[Available data — start]

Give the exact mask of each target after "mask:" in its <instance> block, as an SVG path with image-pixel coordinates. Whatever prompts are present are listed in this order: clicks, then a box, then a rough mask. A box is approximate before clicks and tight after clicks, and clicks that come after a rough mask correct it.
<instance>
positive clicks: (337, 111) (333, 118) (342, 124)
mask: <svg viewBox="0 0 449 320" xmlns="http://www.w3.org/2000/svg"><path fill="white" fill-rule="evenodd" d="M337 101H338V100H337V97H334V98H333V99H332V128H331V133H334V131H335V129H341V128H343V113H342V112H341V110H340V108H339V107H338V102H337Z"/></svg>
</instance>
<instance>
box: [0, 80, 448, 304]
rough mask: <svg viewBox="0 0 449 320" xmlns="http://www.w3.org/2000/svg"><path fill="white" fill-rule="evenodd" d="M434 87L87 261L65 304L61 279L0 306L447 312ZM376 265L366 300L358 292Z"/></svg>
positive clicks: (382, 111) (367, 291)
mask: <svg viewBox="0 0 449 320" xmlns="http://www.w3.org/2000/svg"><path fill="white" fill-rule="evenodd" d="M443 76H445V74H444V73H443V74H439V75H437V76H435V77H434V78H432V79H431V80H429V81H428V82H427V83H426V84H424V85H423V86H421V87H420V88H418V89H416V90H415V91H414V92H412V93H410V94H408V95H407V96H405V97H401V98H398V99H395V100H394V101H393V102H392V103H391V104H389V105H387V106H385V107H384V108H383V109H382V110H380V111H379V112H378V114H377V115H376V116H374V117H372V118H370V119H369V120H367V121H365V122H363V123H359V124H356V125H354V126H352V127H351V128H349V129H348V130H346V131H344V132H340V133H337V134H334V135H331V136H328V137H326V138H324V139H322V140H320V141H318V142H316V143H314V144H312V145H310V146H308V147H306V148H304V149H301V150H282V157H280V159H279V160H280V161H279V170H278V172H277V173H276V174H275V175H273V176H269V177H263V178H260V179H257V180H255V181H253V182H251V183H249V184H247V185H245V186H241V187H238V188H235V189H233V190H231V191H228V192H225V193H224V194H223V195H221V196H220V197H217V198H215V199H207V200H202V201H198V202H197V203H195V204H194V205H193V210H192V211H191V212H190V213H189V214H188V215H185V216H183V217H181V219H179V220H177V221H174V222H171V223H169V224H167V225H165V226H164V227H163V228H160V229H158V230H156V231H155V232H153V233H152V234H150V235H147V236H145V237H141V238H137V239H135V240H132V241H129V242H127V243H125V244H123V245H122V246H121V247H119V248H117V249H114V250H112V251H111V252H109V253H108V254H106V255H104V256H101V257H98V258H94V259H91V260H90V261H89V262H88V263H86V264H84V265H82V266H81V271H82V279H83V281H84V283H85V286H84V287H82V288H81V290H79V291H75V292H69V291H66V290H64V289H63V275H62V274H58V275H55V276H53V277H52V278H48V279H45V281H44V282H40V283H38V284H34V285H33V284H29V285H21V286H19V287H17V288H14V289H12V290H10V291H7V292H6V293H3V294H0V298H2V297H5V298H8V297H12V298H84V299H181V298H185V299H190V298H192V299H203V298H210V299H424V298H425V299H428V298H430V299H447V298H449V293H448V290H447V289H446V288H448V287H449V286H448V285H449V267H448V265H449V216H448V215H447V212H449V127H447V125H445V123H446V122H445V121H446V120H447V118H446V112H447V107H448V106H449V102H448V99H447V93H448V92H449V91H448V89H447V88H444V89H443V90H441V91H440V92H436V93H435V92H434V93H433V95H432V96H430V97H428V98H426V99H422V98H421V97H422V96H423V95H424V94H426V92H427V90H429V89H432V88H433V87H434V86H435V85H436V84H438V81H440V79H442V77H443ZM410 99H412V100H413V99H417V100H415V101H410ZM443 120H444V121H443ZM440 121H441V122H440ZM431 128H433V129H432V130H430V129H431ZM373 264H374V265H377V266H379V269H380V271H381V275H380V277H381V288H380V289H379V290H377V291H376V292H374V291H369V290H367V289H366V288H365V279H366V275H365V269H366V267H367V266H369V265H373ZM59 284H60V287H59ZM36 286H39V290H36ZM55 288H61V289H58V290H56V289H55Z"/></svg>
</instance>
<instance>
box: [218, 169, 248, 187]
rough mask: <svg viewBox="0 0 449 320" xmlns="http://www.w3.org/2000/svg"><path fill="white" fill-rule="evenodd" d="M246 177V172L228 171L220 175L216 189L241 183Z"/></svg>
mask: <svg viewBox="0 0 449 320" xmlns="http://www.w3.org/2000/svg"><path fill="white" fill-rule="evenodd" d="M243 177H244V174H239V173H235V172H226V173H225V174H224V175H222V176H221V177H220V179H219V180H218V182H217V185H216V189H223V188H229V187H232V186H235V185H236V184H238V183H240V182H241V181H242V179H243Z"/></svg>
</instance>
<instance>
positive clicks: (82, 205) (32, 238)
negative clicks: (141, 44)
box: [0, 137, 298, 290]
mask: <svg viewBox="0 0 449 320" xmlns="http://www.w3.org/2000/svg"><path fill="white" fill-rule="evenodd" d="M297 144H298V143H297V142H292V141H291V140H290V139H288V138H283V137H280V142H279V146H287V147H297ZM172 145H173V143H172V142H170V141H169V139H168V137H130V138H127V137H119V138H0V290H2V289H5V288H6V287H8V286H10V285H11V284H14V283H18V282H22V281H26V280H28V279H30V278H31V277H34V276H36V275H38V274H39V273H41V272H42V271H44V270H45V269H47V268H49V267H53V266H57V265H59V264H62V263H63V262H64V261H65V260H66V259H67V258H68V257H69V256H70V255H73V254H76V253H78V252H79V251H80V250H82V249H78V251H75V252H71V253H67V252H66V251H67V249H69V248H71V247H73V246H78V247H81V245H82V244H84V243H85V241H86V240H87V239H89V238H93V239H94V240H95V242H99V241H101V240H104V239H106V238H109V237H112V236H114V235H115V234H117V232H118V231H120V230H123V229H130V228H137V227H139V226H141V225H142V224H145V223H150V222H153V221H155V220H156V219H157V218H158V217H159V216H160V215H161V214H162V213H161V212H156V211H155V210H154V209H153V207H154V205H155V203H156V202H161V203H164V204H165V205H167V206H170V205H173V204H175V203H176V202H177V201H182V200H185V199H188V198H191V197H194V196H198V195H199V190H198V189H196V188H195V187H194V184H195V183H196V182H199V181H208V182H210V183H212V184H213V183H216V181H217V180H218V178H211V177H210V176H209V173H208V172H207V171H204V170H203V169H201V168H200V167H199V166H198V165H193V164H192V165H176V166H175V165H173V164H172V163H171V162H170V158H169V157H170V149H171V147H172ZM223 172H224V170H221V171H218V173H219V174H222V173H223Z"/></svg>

[Available data — finish]
[Available data — start]

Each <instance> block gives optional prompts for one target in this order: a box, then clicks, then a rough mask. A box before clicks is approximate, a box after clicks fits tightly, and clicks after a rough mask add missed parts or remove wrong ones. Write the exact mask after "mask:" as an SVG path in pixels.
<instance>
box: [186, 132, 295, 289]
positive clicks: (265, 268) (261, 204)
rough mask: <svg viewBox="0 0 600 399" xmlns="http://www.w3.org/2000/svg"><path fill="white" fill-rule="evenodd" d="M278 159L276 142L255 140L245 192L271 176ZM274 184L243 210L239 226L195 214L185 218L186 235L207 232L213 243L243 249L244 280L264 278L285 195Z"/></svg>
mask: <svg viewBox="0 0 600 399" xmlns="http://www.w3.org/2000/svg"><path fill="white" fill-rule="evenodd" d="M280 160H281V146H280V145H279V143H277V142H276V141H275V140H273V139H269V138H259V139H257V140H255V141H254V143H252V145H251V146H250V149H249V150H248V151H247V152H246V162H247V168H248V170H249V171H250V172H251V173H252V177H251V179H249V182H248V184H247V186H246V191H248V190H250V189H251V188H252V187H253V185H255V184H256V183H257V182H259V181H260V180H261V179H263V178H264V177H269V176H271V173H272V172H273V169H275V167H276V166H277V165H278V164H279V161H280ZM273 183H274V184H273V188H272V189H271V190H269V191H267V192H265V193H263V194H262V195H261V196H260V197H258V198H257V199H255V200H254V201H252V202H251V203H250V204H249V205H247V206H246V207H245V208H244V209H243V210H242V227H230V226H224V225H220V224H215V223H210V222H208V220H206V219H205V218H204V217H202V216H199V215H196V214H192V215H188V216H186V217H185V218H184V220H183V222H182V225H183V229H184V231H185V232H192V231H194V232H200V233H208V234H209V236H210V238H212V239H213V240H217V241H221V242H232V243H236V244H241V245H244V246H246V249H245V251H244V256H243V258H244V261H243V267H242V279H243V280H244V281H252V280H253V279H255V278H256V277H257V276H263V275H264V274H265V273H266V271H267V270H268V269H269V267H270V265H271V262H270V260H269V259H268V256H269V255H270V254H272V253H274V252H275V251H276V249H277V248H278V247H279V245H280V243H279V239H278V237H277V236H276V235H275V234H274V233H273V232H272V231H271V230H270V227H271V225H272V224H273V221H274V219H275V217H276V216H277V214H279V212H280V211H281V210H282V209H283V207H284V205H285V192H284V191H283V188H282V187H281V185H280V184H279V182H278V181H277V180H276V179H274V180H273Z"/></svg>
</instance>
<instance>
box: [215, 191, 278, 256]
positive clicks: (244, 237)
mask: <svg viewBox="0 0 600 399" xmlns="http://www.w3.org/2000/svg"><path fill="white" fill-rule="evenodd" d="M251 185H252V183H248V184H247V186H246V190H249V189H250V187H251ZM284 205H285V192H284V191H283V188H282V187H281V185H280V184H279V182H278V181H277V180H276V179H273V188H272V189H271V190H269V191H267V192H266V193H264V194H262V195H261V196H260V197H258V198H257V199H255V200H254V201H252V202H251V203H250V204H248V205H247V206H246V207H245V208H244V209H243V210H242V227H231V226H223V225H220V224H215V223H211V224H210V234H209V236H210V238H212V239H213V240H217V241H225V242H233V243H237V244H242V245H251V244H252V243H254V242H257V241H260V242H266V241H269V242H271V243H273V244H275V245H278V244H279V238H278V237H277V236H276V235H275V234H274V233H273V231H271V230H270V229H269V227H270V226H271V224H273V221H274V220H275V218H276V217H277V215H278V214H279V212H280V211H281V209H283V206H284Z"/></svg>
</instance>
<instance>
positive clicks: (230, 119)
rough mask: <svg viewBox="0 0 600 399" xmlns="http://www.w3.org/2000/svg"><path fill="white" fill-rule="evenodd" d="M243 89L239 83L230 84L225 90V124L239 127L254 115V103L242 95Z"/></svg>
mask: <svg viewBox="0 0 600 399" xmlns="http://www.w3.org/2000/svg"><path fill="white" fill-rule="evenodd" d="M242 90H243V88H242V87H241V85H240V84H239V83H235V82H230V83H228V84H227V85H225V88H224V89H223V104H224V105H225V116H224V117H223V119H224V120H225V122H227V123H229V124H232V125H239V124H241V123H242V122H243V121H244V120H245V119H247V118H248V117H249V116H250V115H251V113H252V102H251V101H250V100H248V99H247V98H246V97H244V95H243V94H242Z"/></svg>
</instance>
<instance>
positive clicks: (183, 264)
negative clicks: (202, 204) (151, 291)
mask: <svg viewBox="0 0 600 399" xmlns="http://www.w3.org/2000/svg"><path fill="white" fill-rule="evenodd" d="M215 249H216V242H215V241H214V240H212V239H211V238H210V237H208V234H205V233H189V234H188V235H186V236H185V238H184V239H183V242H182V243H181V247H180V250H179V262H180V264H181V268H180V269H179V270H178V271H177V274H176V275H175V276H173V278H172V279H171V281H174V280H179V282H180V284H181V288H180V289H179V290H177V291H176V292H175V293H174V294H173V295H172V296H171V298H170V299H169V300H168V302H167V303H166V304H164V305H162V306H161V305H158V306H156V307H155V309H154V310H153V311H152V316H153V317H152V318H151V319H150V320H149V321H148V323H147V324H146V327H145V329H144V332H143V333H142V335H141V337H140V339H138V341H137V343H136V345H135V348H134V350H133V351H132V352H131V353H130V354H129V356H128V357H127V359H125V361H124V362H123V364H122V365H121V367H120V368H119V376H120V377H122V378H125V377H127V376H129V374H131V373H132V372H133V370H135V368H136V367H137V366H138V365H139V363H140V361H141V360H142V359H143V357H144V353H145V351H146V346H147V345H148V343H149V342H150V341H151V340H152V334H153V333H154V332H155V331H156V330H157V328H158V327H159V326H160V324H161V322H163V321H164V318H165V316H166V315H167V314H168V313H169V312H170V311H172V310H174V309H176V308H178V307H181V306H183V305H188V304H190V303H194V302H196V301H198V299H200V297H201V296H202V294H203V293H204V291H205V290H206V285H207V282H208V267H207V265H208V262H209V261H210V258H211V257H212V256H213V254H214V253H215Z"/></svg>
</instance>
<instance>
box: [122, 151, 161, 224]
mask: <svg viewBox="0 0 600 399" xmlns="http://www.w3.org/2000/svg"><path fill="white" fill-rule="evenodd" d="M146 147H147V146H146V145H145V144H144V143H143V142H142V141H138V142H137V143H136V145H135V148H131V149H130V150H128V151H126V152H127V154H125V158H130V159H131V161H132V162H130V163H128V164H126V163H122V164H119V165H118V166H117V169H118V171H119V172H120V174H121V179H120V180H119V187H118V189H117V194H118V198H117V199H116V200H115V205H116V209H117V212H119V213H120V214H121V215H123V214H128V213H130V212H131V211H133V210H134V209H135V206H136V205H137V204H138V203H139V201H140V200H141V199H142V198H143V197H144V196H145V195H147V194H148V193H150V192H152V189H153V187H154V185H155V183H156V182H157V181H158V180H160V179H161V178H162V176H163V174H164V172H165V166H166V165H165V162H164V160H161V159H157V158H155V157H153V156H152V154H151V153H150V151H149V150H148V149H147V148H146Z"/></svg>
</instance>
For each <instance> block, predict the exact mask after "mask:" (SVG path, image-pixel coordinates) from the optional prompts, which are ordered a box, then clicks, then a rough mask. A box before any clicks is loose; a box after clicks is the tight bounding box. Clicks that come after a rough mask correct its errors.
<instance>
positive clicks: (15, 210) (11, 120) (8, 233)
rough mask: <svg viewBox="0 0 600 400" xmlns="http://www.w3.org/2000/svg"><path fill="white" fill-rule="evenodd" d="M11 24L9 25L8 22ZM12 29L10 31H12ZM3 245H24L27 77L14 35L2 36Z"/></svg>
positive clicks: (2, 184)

[Available data — finish]

What the exercise asks: Rewrite the data from the line that has "Each <instance> block gives" through the line that has "positive clicks: (265, 268) (261, 204)", changing "rough mask" to "coarse mask" and keeping everything else the same.

Response:
Each <instance> block gives optional prompts for one target in this order: a box, then clicks, then a coarse mask. A box before clicks is approximate, a box after clicks fits tightly, and clicks after a coarse mask add missed parts or remove wrong ones. Write the exact mask after "mask:" as an SVG path in pixels.
<instance>
box: [186, 132, 295, 289]
positive clicks: (265, 268) (261, 204)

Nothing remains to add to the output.